** Records to process **
________

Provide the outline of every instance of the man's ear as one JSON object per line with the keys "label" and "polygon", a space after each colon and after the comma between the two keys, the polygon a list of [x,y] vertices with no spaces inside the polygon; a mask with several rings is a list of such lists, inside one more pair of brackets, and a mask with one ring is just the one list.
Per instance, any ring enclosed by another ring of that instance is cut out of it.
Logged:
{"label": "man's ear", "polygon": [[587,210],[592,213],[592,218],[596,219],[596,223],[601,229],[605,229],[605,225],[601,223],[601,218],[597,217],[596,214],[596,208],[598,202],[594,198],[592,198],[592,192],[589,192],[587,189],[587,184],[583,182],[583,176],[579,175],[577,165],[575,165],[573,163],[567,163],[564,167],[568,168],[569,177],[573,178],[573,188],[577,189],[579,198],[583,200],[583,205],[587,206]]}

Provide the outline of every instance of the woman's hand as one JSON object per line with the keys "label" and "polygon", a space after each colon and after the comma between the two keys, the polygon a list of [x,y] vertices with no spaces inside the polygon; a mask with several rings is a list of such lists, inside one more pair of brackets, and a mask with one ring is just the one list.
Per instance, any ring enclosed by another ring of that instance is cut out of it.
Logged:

________

Write out all of the items above line for line, keeping every character unchanged.

** Full response **
Provide the outline of every instance of the man's ear as one JSON object per line with the keys "label" and "polygon", a space after each colon and after the comma between the two keys, the polygon a list of [x,y] vertices with no spaces inside the polygon; a mask with several rings is a list of such lists, inside one more pair of brackets, and a mask with one ring is just the one list.
Per instance, any ring enclosed by another ring of that instance is cut out of it.
Logged:
{"label": "man's ear", "polygon": [[587,210],[592,213],[592,218],[596,219],[596,223],[601,229],[605,229],[605,225],[601,223],[601,218],[597,217],[596,214],[596,208],[598,202],[594,198],[592,198],[592,192],[589,192],[587,189],[587,184],[583,182],[583,176],[579,175],[577,165],[575,165],[573,163],[567,163],[564,167],[568,168],[569,177],[573,178],[573,188],[577,189],[579,198],[583,200],[583,205],[587,206]]}

Provide the outline of every instance of the woman's hand as one JSON object per line with the keys "label" and "polygon", a space after each colon and after the comma between the two keys, the polygon a list of [x,y] vertices with no spaces inside the polygon; a mask with several rings is a list of such lists, inside one more pair of brackets, and a mask with one ring is just the one list.
Per instance, any ring enclosed by another ring of that instance is cut out of it.
Logged:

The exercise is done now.